● **The exercise**: Starting with the line containing "the green leaf" and going on through the line containing "of the yellow", rewrite the data, swapping "tally" for "count" and changing nothing else. Omit the pictures.

● **Data entries**:
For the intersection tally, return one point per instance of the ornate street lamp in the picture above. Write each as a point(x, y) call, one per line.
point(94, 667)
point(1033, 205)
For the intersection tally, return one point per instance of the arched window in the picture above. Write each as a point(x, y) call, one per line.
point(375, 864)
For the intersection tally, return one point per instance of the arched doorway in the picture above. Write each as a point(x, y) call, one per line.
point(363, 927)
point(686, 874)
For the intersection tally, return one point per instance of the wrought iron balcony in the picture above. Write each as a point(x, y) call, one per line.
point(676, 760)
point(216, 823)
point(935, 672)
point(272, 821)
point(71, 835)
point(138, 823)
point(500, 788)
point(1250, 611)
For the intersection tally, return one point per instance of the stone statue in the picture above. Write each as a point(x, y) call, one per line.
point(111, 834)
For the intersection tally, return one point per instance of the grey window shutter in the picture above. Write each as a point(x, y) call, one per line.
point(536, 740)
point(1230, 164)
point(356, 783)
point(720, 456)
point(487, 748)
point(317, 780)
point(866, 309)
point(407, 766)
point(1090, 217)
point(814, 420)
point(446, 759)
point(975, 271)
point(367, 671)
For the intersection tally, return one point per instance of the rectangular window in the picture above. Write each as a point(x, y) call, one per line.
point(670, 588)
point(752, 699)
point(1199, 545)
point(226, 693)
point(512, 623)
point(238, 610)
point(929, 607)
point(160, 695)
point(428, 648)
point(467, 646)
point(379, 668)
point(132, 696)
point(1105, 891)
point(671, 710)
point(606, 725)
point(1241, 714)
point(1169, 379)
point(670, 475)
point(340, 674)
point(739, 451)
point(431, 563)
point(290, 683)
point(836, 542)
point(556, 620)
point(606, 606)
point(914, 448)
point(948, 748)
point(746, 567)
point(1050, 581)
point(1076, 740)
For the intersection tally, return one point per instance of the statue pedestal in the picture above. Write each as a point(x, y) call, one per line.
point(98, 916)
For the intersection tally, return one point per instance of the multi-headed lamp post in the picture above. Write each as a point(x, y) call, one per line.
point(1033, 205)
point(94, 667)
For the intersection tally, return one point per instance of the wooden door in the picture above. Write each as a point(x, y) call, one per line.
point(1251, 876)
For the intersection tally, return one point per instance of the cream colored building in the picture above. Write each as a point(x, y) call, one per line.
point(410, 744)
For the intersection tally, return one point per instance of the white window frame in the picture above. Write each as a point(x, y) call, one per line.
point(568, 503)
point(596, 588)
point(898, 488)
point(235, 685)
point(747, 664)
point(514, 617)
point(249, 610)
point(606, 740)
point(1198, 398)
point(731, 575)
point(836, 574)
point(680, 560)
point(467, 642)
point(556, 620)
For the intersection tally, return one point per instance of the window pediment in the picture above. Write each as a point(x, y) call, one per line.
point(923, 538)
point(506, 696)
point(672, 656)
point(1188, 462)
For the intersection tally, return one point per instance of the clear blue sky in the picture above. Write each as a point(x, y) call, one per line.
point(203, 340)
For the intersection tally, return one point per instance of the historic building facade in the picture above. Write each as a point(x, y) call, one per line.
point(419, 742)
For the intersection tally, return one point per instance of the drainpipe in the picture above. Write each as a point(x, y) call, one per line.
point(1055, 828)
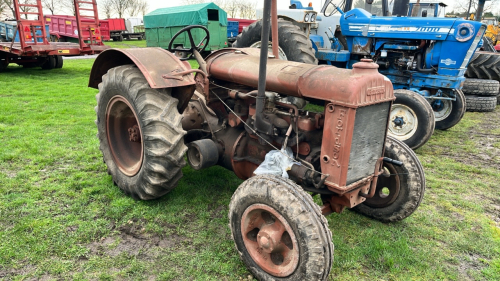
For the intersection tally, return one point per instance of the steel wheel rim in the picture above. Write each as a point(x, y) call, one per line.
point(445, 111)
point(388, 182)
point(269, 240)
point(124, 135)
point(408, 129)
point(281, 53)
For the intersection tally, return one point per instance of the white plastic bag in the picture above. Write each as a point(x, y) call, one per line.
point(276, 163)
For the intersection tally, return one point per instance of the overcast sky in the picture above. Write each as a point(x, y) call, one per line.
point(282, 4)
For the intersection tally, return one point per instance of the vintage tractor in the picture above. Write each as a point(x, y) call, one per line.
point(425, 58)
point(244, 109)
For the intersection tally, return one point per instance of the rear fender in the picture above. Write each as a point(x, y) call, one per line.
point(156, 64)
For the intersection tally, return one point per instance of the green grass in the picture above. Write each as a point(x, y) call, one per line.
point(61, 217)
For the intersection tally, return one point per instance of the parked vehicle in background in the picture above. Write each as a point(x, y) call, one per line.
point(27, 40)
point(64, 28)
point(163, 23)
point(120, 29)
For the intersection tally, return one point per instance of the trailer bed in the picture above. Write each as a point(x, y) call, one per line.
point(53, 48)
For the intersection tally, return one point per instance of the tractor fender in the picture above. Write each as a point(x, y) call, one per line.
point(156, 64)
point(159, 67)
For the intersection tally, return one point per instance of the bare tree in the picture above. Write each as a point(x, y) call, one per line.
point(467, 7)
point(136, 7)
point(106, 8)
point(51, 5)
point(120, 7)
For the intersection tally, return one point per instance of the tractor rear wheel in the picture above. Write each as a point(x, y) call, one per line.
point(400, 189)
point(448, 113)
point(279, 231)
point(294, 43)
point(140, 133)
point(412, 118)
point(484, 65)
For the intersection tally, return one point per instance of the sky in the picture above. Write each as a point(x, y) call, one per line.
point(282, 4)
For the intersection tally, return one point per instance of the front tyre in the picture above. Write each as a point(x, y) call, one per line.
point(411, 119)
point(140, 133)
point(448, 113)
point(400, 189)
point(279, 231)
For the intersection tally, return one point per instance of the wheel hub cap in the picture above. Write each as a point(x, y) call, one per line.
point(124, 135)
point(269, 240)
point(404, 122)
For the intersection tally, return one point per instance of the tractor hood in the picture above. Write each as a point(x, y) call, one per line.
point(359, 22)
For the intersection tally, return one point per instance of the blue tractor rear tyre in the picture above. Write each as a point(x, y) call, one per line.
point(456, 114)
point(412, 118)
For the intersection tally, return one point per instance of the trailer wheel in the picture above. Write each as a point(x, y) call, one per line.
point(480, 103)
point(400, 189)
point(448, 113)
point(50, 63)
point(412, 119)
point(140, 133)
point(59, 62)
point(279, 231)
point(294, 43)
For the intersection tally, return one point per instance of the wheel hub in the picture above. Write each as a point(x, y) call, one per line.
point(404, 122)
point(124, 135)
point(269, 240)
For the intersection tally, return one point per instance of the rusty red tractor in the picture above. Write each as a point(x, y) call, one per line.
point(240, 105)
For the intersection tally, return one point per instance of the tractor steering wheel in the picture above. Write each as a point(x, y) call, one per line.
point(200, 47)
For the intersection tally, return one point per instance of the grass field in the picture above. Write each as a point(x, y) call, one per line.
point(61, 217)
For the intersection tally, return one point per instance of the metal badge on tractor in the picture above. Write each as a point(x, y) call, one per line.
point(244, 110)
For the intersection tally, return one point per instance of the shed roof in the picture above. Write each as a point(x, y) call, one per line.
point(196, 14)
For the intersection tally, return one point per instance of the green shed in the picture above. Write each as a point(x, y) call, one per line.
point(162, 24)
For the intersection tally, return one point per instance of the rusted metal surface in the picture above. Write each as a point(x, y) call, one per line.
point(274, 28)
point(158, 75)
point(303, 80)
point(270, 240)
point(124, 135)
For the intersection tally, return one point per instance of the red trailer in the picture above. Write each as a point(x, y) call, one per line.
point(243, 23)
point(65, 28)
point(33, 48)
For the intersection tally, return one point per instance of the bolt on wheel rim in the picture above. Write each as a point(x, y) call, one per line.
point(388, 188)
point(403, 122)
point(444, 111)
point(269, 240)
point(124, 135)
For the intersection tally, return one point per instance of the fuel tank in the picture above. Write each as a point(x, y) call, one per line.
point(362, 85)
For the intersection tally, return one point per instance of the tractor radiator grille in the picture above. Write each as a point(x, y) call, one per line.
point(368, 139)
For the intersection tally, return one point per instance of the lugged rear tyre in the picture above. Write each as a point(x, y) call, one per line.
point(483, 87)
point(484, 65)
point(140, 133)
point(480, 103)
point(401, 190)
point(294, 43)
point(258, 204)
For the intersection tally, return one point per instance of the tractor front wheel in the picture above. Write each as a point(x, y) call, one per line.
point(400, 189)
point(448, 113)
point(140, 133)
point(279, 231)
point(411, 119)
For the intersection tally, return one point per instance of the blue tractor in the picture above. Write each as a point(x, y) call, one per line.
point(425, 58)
...
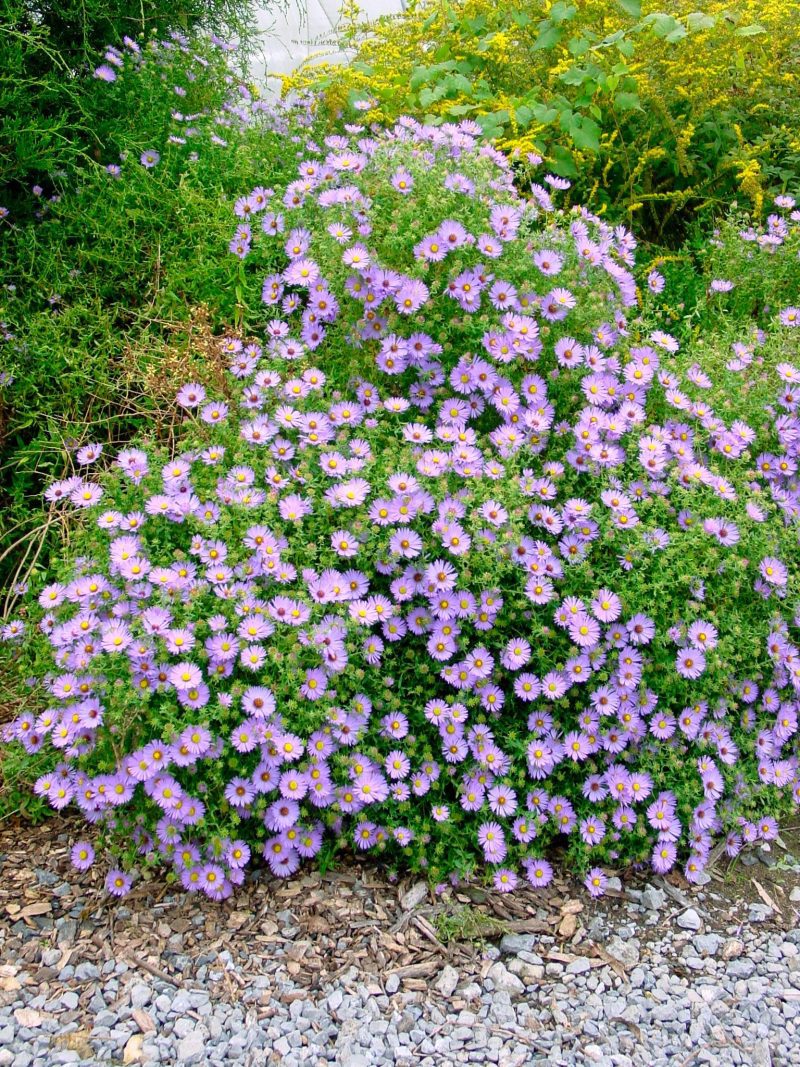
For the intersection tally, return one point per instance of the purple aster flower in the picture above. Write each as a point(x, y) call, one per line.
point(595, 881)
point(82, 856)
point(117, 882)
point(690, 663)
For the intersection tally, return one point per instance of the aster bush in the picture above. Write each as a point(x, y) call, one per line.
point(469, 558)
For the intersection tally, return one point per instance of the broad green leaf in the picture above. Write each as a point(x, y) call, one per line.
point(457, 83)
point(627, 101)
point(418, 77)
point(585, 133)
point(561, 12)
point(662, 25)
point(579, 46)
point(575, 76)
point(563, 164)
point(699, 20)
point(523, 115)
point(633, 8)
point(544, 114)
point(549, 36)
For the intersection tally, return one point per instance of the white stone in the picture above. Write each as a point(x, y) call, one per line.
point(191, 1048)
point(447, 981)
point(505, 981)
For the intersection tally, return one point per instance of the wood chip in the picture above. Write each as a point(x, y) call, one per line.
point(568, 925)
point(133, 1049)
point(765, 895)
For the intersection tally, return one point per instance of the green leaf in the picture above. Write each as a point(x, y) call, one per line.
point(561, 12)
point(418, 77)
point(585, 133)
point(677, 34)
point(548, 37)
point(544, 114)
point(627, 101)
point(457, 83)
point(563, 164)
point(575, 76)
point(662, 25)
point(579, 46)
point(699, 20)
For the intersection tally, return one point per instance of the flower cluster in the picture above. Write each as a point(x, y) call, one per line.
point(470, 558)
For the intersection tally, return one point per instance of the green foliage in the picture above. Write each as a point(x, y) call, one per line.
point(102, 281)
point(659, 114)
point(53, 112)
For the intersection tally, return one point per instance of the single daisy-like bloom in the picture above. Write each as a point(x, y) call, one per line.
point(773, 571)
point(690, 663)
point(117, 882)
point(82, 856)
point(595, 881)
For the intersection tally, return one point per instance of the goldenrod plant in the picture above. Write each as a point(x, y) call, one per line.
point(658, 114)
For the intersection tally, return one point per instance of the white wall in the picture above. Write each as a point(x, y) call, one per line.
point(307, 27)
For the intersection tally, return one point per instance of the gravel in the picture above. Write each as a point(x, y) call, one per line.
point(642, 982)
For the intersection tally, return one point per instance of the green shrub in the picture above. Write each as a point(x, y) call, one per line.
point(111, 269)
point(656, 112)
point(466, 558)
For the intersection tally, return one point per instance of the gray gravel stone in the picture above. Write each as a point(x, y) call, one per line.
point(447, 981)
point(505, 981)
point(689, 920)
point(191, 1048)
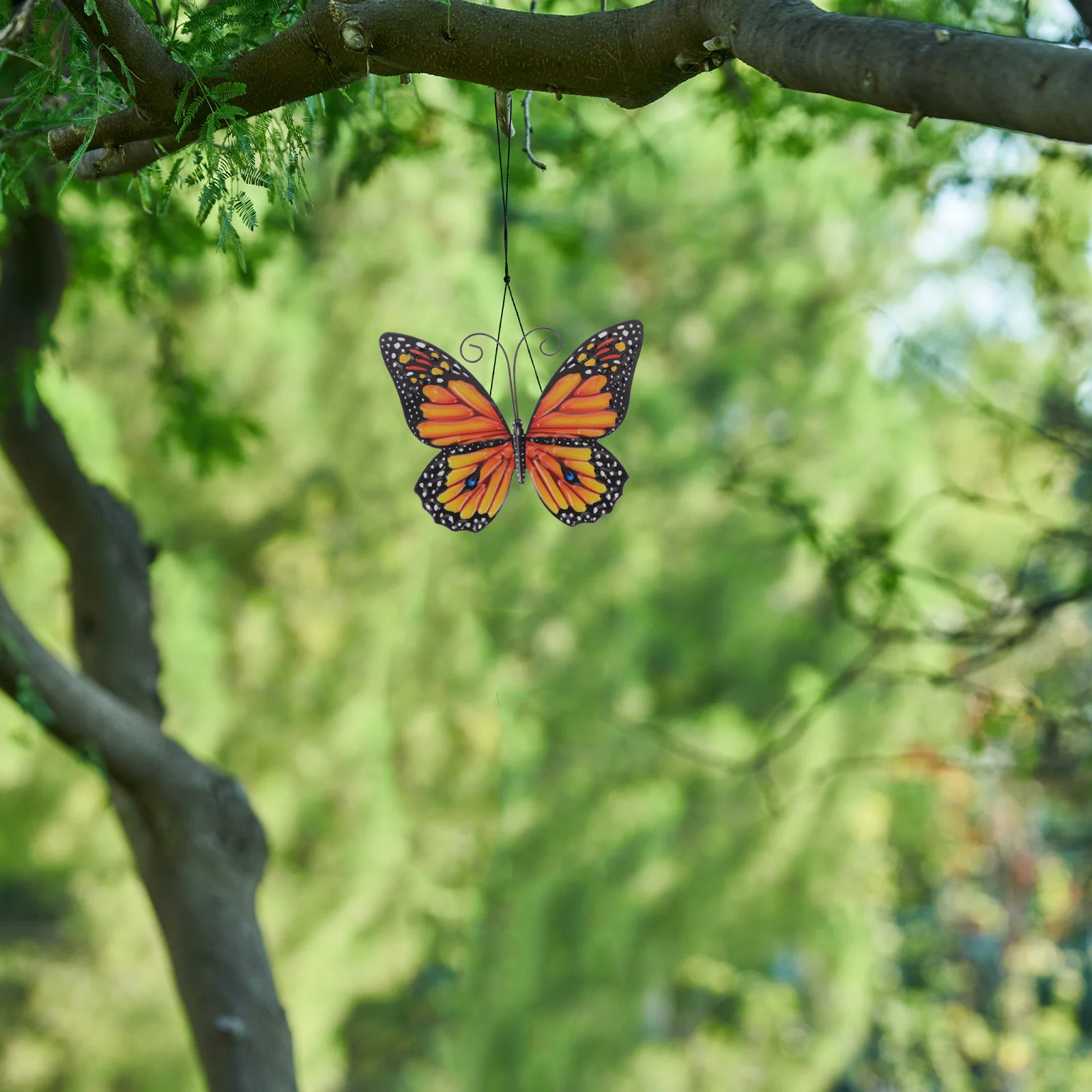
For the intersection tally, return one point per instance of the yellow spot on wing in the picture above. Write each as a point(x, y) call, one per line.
...
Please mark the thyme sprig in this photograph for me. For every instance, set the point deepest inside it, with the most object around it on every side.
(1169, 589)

● **Result**:
For the intersection count, return one point per instance of the green leaf in the picture above. Write each as a point(x, y) call, one per line.
point(561, 12)
point(418, 77)
point(585, 133)
point(677, 34)
point(548, 37)
point(544, 114)
point(627, 101)
point(457, 83)
point(563, 164)
point(575, 76)
point(662, 25)
point(579, 46)
point(699, 20)
For the intersection count, return one point per instance of the flower cluster in the picture above. Write each as a point(x, y) call, one per line.
point(470, 558)
For the intersection count, return one point per instance of the green foliage in the picture above. Write each as a point(x, y) call, one per line.
point(102, 281)
point(659, 114)
point(53, 112)
For the intersection count, return one point per instance of the single daisy-like bloom in the picture above. Write each as a point(x, y) call, one per line.
point(773, 571)
point(690, 663)
point(117, 882)
point(82, 856)
point(595, 881)
For the intersection count, return one point per instance of the goldenrod plant in the picture above. Write each as a point(x, y) call, one per line.
point(658, 114)
For the intersection count, return one point per instance of the white wall in the picture above. Write each as a point(x, y) call, one per line.
point(307, 27)
For the intersection count, return one point per instance of the gravel in the picture above. Write each as a point(x, y) call, one per line.
point(642, 982)
For the intersection count, return one point per instance of the green shrub in the picture above. Write each as a point(x, y) call, one per line.
point(111, 269)
point(656, 112)
point(466, 558)
For the intersection count, return one point per instance of the gray gravel stone in the picture above. Write each as a point(x, y) call, one per line.
point(447, 981)
point(505, 981)
point(689, 920)
point(191, 1048)
For the intersection count, return one point per instance of the yellow spot on wing in the picture above. Write each as a point(x, y) call, one per line.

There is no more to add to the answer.